**Description of the task**: What follows is a listing. Return every line of it exactly.

**Input for this task**:
+---+

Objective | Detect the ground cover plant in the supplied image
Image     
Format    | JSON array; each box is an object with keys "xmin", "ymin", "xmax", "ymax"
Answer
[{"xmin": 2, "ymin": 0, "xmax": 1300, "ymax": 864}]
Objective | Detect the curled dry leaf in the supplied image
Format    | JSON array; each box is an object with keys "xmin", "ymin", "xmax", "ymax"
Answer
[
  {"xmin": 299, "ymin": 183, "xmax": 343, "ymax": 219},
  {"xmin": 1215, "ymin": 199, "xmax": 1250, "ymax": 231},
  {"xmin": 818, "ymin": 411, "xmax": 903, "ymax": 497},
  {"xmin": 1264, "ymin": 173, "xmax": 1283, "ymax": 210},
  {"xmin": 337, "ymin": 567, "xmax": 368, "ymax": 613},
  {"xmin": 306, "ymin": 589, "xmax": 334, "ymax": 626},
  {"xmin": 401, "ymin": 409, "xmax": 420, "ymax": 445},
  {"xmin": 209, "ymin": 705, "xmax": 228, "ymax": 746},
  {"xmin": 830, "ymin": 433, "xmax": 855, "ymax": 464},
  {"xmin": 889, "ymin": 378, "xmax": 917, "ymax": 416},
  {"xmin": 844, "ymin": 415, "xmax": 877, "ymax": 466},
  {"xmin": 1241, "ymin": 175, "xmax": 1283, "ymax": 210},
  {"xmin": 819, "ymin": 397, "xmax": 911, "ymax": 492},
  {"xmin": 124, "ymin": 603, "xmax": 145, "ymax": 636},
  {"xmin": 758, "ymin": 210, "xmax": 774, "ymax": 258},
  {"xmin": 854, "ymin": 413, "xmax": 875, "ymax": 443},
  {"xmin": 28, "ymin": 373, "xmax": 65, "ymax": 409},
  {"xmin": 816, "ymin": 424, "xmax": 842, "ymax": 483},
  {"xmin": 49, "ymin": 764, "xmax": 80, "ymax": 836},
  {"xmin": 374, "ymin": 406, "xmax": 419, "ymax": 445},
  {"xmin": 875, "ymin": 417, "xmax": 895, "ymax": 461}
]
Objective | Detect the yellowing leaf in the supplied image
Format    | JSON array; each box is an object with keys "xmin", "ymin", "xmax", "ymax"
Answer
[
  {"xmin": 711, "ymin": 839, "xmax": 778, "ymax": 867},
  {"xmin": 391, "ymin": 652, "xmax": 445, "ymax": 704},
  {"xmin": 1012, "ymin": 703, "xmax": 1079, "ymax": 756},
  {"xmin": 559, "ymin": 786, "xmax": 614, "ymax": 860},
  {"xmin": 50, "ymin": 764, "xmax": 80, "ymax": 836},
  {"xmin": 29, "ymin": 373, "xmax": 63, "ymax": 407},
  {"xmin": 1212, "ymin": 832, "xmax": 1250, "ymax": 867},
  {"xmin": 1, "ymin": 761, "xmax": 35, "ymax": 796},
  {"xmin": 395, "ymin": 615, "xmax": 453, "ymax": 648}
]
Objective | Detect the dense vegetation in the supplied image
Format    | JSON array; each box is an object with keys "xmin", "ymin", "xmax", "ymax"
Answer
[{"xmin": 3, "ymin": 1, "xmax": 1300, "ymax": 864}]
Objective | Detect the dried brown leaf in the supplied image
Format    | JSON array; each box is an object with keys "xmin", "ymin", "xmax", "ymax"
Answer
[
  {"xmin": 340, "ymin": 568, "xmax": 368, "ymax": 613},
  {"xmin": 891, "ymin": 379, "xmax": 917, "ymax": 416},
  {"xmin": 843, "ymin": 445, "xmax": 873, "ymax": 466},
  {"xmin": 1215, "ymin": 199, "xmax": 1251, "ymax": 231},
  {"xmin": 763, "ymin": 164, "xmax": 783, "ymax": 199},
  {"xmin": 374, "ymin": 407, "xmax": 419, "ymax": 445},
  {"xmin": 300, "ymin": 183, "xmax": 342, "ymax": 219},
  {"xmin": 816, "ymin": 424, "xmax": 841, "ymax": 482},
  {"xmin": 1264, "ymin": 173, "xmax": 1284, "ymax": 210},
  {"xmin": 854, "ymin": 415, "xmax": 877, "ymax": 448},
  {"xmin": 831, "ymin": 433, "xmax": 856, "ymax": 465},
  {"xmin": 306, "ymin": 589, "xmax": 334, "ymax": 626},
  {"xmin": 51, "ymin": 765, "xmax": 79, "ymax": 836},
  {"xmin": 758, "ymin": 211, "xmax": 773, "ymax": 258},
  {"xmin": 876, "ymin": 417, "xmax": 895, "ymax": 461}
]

+---+

**Final answer**:
Objective | Detect the ground cover plant in the supplied image
Image     
Format    | JSON array; each box is an object with keys "xmin", "ymin", "xmax", "ymax"
Answer
[{"xmin": 2, "ymin": 0, "xmax": 1300, "ymax": 864}]
Objective | Detect the curled dry leaf in the supplied image
Format    | JSON array; each box is an object with keys "xmin", "ymin", "xmax", "ymax"
Answer
[
  {"xmin": 299, "ymin": 183, "xmax": 343, "ymax": 219},
  {"xmin": 1215, "ymin": 199, "xmax": 1250, "ymax": 231},
  {"xmin": 818, "ymin": 411, "xmax": 903, "ymax": 497},
  {"xmin": 1264, "ymin": 173, "xmax": 1283, "ymax": 210},
  {"xmin": 337, "ymin": 567, "xmax": 368, "ymax": 613},
  {"xmin": 306, "ymin": 589, "xmax": 334, "ymax": 626},
  {"xmin": 401, "ymin": 409, "xmax": 420, "ymax": 445},
  {"xmin": 209, "ymin": 705, "xmax": 228, "ymax": 746},
  {"xmin": 830, "ymin": 433, "xmax": 855, "ymax": 464},
  {"xmin": 889, "ymin": 378, "xmax": 917, "ymax": 416},
  {"xmin": 844, "ymin": 415, "xmax": 877, "ymax": 466},
  {"xmin": 1241, "ymin": 175, "xmax": 1283, "ymax": 210},
  {"xmin": 819, "ymin": 397, "xmax": 911, "ymax": 492},
  {"xmin": 124, "ymin": 603, "xmax": 145, "ymax": 636},
  {"xmin": 758, "ymin": 210, "xmax": 774, "ymax": 258},
  {"xmin": 854, "ymin": 413, "xmax": 875, "ymax": 443},
  {"xmin": 28, "ymin": 373, "xmax": 65, "ymax": 409},
  {"xmin": 816, "ymin": 424, "xmax": 842, "ymax": 483},
  {"xmin": 49, "ymin": 764, "xmax": 80, "ymax": 836},
  {"xmin": 374, "ymin": 406, "xmax": 419, "ymax": 445},
  {"xmin": 875, "ymin": 417, "xmax": 895, "ymax": 461}
]
Objective | Detect the yellowing leaf in the supplied image
Format    | JSON array; each box is an object with keys "xmin", "ymin", "xmax", "ymax"
Answer
[
  {"xmin": 711, "ymin": 839, "xmax": 778, "ymax": 867},
  {"xmin": 391, "ymin": 652, "xmax": 445, "ymax": 704},
  {"xmin": 1012, "ymin": 703, "xmax": 1079, "ymax": 756},
  {"xmin": 559, "ymin": 786, "xmax": 614, "ymax": 860},
  {"xmin": 50, "ymin": 764, "xmax": 80, "ymax": 836},
  {"xmin": 29, "ymin": 373, "xmax": 63, "ymax": 407},
  {"xmin": 1212, "ymin": 832, "xmax": 1250, "ymax": 867},
  {"xmin": 1, "ymin": 761, "xmax": 35, "ymax": 796},
  {"xmin": 395, "ymin": 615, "xmax": 453, "ymax": 648}
]
Objective | Detect the dense vegetation in the supplied image
Format    | JSON array; each box is an object with keys "xmin", "ymin", "xmax", "ymax"
Answer
[{"xmin": 3, "ymin": 1, "xmax": 1300, "ymax": 864}]
Objective | Detect the dried brown leaf in the supplied image
Format    | JSON array; each box is an object with keys "xmin", "ymin", "xmax", "ymax"
Answer
[
  {"xmin": 340, "ymin": 568, "xmax": 368, "ymax": 613},
  {"xmin": 891, "ymin": 379, "xmax": 917, "ymax": 416},
  {"xmin": 843, "ymin": 445, "xmax": 873, "ymax": 466},
  {"xmin": 1215, "ymin": 199, "xmax": 1251, "ymax": 231},
  {"xmin": 763, "ymin": 164, "xmax": 783, "ymax": 199},
  {"xmin": 374, "ymin": 407, "xmax": 419, "ymax": 445},
  {"xmin": 300, "ymin": 183, "xmax": 342, "ymax": 219},
  {"xmin": 816, "ymin": 424, "xmax": 841, "ymax": 482},
  {"xmin": 1264, "ymin": 173, "xmax": 1284, "ymax": 210},
  {"xmin": 854, "ymin": 415, "xmax": 877, "ymax": 448},
  {"xmin": 831, "ymin": 433, "xmax": 856, "ymax": 465},
  {"xmin": 306, "ymin": 589, "xmax": 334, "ymax": 626},
  {"xmin": 51, "ymin": 765, "xmax": 79, "ymax": 836},
  {"xmin": 758, "ymin": 211, "xmax": 773, "ymax": 258},
  {"xmin": 876, "ymin": 417, "xmax": 895, "ymax": 461}
]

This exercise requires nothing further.